== What to work on ==
Show every line of the listing that contains the word "short", matching case exactly.

== Provided records ==
[start]

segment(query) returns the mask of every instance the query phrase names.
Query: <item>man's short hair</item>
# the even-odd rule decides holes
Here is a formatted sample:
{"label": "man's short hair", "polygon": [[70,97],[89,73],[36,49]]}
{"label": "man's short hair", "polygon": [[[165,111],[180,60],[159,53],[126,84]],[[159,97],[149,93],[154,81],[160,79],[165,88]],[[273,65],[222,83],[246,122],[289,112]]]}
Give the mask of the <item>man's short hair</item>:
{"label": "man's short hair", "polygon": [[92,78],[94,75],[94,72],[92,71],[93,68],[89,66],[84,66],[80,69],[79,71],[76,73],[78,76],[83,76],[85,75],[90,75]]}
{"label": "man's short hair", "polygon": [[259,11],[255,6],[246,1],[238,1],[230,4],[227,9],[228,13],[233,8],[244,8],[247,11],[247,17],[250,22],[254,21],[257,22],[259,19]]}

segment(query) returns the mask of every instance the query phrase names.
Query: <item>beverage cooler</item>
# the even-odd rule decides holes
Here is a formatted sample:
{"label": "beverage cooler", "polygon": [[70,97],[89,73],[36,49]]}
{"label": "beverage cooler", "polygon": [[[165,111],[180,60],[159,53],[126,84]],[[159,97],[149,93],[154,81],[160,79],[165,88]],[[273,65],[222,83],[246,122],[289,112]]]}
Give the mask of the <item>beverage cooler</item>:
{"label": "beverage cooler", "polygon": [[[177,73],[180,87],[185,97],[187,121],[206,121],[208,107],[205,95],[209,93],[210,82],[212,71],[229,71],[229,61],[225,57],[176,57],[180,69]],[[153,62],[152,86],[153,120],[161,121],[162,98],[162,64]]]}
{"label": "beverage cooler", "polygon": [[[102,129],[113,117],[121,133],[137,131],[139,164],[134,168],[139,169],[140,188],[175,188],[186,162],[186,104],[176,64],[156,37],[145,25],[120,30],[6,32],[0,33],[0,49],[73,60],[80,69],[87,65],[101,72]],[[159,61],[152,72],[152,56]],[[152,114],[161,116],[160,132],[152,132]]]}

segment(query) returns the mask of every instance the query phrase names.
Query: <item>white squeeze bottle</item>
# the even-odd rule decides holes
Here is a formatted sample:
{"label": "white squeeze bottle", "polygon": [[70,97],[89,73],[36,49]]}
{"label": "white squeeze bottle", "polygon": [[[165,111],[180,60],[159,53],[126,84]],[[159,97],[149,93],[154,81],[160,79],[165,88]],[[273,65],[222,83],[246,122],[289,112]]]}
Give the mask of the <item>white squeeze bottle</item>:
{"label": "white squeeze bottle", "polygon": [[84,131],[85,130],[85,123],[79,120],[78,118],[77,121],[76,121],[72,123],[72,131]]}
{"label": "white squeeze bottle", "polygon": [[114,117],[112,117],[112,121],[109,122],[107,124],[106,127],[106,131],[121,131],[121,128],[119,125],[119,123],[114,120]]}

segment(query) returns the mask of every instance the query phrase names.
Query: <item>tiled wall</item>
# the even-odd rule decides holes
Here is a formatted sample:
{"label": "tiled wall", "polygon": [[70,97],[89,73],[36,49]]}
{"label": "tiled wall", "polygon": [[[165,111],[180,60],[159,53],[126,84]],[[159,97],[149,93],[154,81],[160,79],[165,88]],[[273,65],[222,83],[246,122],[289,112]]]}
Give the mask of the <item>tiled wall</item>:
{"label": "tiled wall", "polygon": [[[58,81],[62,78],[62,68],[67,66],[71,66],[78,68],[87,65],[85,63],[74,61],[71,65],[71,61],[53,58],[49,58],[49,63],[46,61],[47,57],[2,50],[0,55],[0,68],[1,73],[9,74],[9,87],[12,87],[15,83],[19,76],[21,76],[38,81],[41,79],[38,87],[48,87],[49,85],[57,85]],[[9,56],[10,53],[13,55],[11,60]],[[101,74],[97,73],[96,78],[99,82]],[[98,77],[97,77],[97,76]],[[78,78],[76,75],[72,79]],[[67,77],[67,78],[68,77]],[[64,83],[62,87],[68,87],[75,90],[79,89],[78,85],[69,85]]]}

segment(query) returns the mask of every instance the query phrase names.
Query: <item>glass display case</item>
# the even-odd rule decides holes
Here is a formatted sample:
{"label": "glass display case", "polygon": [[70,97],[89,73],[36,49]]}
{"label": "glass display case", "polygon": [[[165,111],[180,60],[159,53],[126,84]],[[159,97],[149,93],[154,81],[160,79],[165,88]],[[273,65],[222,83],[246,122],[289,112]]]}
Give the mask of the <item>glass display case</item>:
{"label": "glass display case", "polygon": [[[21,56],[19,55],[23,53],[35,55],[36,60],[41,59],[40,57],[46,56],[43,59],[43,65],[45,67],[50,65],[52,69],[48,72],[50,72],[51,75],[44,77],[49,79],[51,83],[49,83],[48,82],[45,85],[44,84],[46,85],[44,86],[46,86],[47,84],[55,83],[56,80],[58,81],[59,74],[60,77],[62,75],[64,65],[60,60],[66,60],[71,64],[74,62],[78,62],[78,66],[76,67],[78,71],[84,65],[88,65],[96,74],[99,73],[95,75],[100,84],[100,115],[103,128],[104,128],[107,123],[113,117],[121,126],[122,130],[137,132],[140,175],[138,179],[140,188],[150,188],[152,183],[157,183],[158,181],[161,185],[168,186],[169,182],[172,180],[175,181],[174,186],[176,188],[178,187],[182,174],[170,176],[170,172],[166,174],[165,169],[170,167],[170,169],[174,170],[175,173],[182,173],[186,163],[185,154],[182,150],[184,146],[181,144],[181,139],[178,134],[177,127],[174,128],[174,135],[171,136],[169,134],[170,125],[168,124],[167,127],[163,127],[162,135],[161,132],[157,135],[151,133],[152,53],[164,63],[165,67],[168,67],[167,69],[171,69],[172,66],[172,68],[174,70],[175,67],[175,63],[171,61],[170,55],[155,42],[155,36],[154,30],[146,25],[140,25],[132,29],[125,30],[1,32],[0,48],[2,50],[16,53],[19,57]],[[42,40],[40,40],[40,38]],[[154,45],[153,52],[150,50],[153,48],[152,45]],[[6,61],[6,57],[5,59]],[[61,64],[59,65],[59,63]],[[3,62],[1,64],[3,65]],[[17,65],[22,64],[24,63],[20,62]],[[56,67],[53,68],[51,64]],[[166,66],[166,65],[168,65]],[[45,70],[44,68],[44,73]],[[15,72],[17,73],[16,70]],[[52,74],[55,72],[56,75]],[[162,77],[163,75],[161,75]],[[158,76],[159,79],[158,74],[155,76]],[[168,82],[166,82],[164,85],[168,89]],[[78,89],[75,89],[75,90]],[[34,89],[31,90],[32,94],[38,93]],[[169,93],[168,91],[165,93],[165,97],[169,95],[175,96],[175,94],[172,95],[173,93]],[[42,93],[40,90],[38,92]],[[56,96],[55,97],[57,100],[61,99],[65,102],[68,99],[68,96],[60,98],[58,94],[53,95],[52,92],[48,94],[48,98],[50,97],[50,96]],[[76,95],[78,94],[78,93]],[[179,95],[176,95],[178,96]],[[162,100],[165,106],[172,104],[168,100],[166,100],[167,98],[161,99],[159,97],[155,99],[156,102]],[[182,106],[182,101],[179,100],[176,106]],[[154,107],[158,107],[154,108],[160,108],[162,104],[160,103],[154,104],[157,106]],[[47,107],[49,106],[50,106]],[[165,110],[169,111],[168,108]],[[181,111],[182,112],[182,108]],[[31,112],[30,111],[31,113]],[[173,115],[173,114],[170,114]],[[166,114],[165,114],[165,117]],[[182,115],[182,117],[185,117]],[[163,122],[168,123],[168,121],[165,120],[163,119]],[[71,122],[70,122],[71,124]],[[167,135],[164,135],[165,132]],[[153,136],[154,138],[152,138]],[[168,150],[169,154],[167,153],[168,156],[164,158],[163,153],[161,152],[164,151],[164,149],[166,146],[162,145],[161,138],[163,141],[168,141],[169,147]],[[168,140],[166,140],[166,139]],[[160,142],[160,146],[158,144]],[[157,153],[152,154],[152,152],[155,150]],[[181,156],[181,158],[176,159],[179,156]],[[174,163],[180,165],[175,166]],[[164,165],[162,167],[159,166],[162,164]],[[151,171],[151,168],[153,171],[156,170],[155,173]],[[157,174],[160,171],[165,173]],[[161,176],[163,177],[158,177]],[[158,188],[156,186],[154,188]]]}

[end]

== Solution to the exercise ==
Query: <item>man's short hair</item>
{"label": "man's short hair", "polygon": [[70,97],[89,73],[36,49]]}
{"label": "man's short hair", "polygon": [[[165,111],[180,60],[159,53],[126,84]],[[159,97],[149,93],[154,81],[160,79],[165,88]],[[273,65],[222,83],[246,122],[289,112]]]}
Give the mask of the <item>man's short hair</item>:
{"label": "man's short hair", "polygon": [[92,78],[94,75],[94,72],[92,71],[93,68],[89,66],[84,66],[80,69],[79,71],[76,73],[78,76],[83,76],[85,75],[90,75]]}
{"label": "man's short hair", "polygon": [[259,11],[255,6],[246,1],[238,1],[230,4],[227,9],[228,13],[233,8],[244,8],[247,11],[247,17],[250,22],[254,21],[257,22],[259,19]]}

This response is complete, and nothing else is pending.